**RECORD LIST:**
=-=-=-=-=

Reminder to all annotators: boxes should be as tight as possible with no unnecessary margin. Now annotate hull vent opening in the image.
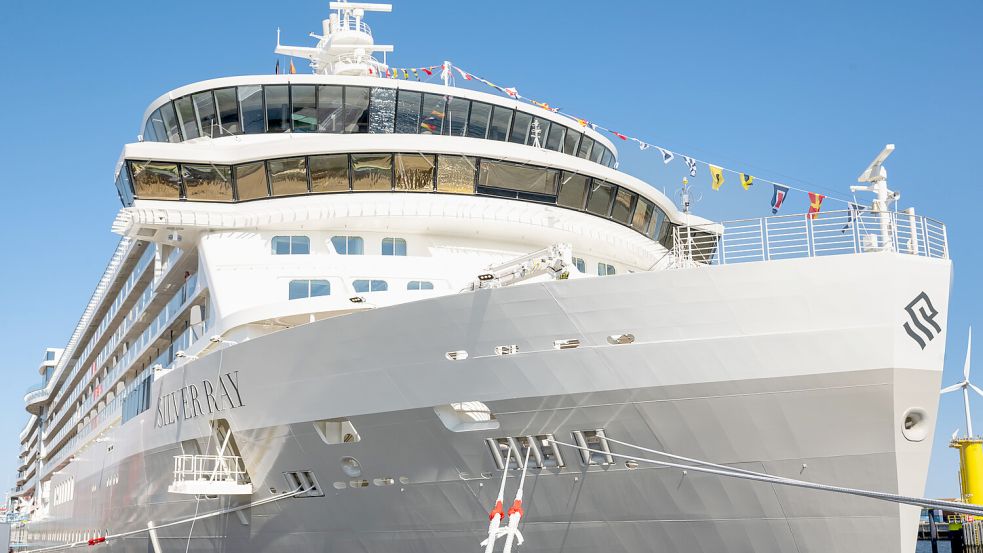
[314,419,362,445]
[433,401,500,432]
[495,344,519,355]
[283,470,324,497]
[573,428,614,467]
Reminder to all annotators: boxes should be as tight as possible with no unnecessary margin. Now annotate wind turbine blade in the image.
[963,327,973,380]
[939,382,963,395]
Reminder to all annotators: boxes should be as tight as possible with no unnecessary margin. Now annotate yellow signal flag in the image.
[710,165,724,190]
[741,173,754,190]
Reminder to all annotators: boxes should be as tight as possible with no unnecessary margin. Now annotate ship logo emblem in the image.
[904,292,942,349]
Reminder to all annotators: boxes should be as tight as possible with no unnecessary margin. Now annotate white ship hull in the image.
[19,253,951,553]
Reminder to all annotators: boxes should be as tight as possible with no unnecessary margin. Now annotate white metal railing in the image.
[672,211,949,267]
[174,455,246,484]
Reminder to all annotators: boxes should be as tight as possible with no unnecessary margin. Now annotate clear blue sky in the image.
[0,0,983,496]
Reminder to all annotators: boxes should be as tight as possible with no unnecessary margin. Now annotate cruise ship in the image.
[12,2,952,553]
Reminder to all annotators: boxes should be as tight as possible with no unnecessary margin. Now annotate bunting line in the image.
[453,66,857,213]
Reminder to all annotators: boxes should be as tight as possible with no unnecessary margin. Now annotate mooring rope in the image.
[548,438,983,516]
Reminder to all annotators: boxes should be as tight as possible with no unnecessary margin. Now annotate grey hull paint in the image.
[26,252,948,553]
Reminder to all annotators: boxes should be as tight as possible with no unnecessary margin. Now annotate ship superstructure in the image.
[14,2,951,553]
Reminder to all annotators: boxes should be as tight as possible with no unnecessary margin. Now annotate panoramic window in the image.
[317,85,345,133]
[611,188,638,225]
[437,155,475,194]
[396,90,423,134]
[509,111,532,144]
[488,106,513,142]
[181,163,234,202]
[344,86,369,133]
[352,154,393,192]
[382,238,406,256]
[352,279,389,294]
[235,161,270,200]
[267,157,307,196]
[289,280,331,300]
[308,154,349,193]
[466,102,491,138]
[271,236,311,255]
[237,86,266,134]
[174,96,201,140]
[587,179,615,217]
[556,172,590,209]
[215,87,242,136]
[331,236,365,255]
[264,84,290,132]
[191,90,221,138]
[290,84,317,134]
[130,161,181,200]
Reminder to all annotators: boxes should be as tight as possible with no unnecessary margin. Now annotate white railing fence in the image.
[672,211,949,267]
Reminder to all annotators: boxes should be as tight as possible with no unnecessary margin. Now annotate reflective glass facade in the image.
[143,84,617,167]
[123,150,672,247]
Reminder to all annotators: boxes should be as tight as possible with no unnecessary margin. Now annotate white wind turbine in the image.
[940,327,983,438]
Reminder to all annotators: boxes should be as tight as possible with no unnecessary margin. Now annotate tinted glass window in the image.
[509,111,532,144]
[546,123,567,152]
[317,85,345,132]
[215,88,242,136]
[478,160,557,196]
[352,280,389,294]
[396,90,423,134]
[369,88,396,133]
[382,238,406,256]
[290,84,317,133]
[563,129,582,156]
[130,161,181,200]
[308,154,348,192]
[488,106,512,141]
[235,161,269,200]
[396,154,434,192]
[352,154,393,191]
[344,86,369,133]
[441,98,471,136]
[267,157,307,196]
[181,164,233,202]
[577,135,594,159]
[590,142,608,163]
[526,117,550,147]
[467,102,491,138]
[611,188,638,225]
[631,197,655,233]
[264,84,290,132]
[587,180,615,217]
[160,102,181,142]
[147,109,167,142]
[420,94,447,134]
[238,86,266,134]
[191,91,221,138]
[437,155,475,194]
[174,96,201,140]
[331,236,365,255]
[556,173,590,209]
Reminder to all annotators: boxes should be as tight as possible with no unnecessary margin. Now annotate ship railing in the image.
[671,210,949,267]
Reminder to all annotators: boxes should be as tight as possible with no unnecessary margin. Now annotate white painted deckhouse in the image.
[12,2,951,553]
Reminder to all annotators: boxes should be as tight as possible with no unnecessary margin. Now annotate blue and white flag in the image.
[840,202,867,232]
[771,184,788,214]
[656,146,676,165]
[683,156,696,177]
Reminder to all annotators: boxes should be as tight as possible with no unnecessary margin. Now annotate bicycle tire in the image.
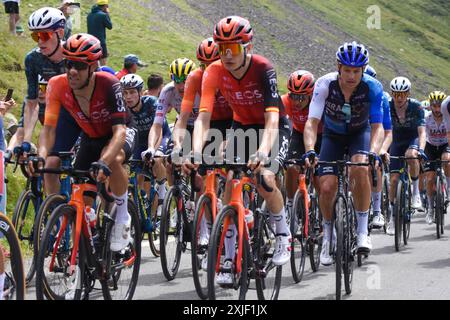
[290,190,306,283]
[160,186,183,281]
[0,212,25,300]
[208,206,252,300]
[393,180,405,251]
[334,197,346,300]
[12,189,36,286]
[33,193,67,266]
[100,199,141,300]
[191,194,212,300]
[253,202,282,300]
[36,204,86,300]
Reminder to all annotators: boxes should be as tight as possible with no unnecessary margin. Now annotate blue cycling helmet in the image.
[97,66,116,76]
[336,41,369,67]
[364,65,377,78]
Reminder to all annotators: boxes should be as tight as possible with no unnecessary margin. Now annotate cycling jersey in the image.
[281,94,323,134]
[389,99,425,144]
[181,69,233,121]
[308,72,383,135]
[25,48,65,100]
[154,81,200,127]
[425,114,447,147]
[200,54,285,126]
[44,72,130,138]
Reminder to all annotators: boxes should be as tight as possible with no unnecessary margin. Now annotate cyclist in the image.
[364,65,392,228]
[186,16,292,284]
[142,58,198,184]
[424,91,450,224]
[304,41,383,265]
[29,33,136,251]
[10,7,80,194]
[441,96,450,202]
[281,70,322,216]
[387,77,426,235]
[120,73,170,213]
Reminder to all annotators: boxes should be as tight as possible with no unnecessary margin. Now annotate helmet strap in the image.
[47,32,61,58]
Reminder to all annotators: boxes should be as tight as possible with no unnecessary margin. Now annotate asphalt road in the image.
[23,205,450,300]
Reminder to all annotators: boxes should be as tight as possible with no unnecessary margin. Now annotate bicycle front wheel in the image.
[207,206,251,300]
[0,213,25,300]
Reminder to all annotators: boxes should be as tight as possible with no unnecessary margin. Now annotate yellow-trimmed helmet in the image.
[428,91,447,104]
[169,58,195,83]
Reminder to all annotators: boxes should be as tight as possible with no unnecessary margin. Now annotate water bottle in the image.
[245,209,255,230]
[84,206,97,229]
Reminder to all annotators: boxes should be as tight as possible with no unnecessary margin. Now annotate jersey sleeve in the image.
[264,63,281,112]
[369,79,384,124]
[308,77,329,120]
[181,72,202,113]
[44,77,61,128]
[153,86,172,125]
[25,52,39,100]
[199,63,220,113]
[441,96,450,132]
[108,77,127,126]
[382,93,392,130]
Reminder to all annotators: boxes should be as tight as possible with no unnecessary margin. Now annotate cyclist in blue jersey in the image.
[387,77,426,235]
[304,41,383,265]
[364,65,392,228]
[9,7,81,198]
[120,73,170,213]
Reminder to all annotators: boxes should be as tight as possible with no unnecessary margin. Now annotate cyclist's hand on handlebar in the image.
[302,150,317,168]
[89,160,111,183]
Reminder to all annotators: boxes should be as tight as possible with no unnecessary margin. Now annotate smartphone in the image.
[5,89,14,102]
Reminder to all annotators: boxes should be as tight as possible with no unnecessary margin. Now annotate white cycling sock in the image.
[224,224,237,261]
[372,191,381,215]
[0,272,6,300]
[270,207,291,236]
[156,179,166,200]
[114,192,131,223]
[411,177,420,197]
[356,211,369,235]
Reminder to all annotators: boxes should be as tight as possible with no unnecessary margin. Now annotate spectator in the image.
[143,73,163,97]
[87,0,112,66]
[3,0,23,35]
[116,54,146,80]
[58,0,80,41]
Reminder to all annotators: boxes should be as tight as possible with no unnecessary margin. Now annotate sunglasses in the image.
[392,91,409,98]
[219,43,244,56]
[289,92,309,101]
[31,31,53,42]
[64,60,89,71]
[171,74,187,83]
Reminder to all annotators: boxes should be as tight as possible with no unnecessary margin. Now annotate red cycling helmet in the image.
[214,16,253,44]
[63,33,102,64]
[197,37,220,63]
[288,70,316,95]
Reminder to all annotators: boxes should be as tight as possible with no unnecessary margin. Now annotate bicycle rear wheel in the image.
[0,213,25,300]
[290,190,306,283]
[393,180,406,251]
[207,206,252,300]
[253,202,284,300]
[36,204,86,300]
[100,199,141,300]
[12,190,38,285]
[160,187,183,281]
[191,194,212,300]
[334,197,347,300]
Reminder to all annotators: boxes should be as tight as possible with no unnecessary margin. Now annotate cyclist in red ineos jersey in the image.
[29,34,136,251]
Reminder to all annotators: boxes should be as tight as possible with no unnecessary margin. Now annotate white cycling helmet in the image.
[28,7,66,31]
[391,77,411,92]
[120,73,144,91]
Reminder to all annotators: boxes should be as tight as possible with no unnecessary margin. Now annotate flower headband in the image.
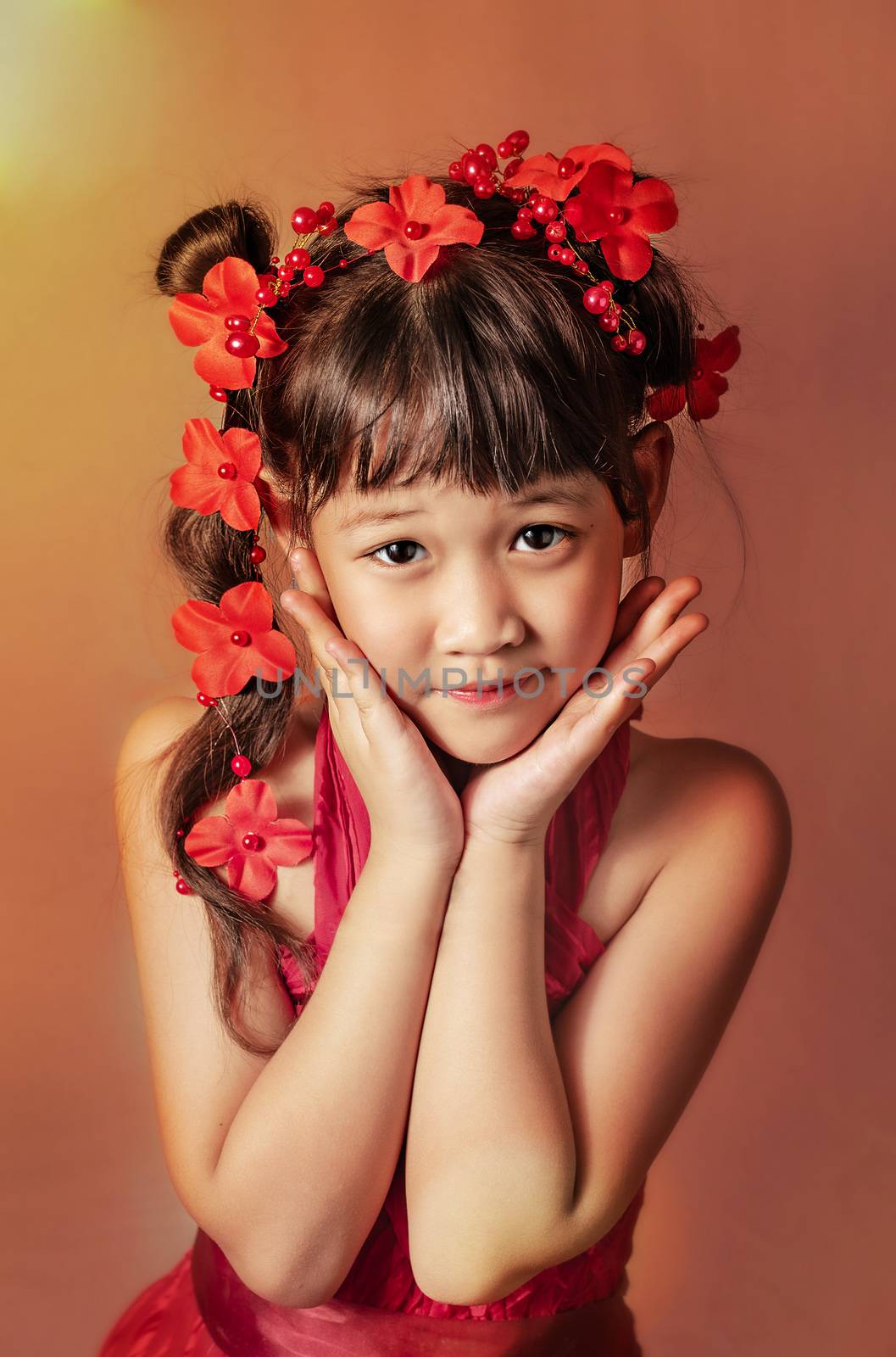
[168,131,740,901]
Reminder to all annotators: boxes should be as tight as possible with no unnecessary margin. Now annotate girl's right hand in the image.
[281,548,464,874]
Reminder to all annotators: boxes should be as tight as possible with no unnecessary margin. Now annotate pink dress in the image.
[97,708,644,1357]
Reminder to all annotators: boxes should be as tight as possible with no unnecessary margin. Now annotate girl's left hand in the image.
[461,575,709,844]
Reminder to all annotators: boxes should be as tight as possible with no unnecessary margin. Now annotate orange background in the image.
[0,0,896,1357]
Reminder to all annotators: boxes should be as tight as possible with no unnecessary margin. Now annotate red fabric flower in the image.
[504,141,632,202]
[168,419,262,532]
[647,326,740,419]
[344,174,485,282]
[183,778,312,900]
[564,160,678,282]
[170,579,296,697]
[168,255,289,391]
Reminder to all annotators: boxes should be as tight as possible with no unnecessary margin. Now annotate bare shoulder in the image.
[580,728,790,941]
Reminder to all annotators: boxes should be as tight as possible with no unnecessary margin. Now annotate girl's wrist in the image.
[367,835,458,884]
[464,826,548,859]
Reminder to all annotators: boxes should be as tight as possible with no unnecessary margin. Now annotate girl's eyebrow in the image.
[339,486,591,532]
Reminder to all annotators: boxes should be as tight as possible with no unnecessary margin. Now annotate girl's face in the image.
[303,472,624,764]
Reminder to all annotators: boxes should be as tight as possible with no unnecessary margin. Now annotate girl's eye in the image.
[367,522,579,570]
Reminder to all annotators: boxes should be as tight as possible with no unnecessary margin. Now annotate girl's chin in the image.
[412,708,554,768]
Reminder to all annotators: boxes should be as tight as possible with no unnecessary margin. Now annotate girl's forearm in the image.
[405,840,576,1304]
[215,851,451,1304]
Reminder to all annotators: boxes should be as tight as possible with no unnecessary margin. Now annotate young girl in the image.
[100,131,790,1357]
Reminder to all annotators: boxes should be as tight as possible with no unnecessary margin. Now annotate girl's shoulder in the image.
[588,726,787,941]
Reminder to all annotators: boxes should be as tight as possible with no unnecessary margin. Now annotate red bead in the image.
[476,141,498,170]
[292,208,317,236]
[461,151,482,183]
[531,193,559,226]
[582,287,610,316]
[224,330,260,358]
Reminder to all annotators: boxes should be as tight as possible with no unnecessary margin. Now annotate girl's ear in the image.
[622,419,675,556]
[289,547,339,626]
[256,468,298,556]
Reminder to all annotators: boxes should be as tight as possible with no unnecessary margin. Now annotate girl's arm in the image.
[211,851,450,1305]
[405,746,790,1304]
[405,839,575,1305]
[117,701,453,1305]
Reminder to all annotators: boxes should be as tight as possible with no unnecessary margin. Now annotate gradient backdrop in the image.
[0,0,896,1357]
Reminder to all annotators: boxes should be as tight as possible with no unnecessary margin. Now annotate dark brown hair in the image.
[142,172,737,1054]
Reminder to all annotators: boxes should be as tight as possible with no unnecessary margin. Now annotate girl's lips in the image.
[443,669,543,707]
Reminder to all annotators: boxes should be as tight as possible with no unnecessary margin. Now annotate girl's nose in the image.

=-=-=-=-=

Begin at the line of the entries that contains "sock in the image." and stop after the line that contains "[288,70,316,95]". Reproduce only those lines, requests included, with every bounding-box coordinate multiplied by 1.65 and rounded to a whole number (halves round up).

**PROBLEM SOLUTION:**
Reminder to all annotators: boxes should be as tight as possible with no unnecessary margin. Now annotate white cycling sock in the image.
[370,370,391,431]
[614,315,629,355]
[0,449,10,495]
[446,342,480,389]
[257,295,274,330]
[188,317,216,368]
[678,292,693,325]
[587,348,609,388]
Reminder to all annotators: boxes should be as tight as possible with no unnecessary margin. Now annotate spectator in the image.
[236,120,269,160]
[144,0,185,109]
[5,0,38,58]
[191,89,241,132]
[96,0,132,68]
Reminder to all annotators: boxes should be as tight as possible with no unnecessary margin. Now annotate sunglasses in the image.
[647,150,675,162]
[361,71,403,92]
[477,152,510,167]
[51,51,87,69]
[106,99,147,117]
[282,122,309,137]
Reminder to all annotators: boxes should be as tight as possible with no unnecessary margin. Now annotate red cycling helmet in the image.
[353,26,417,73]
[104,54,168,106]
[325,61,363,104]
[475,116,521,157]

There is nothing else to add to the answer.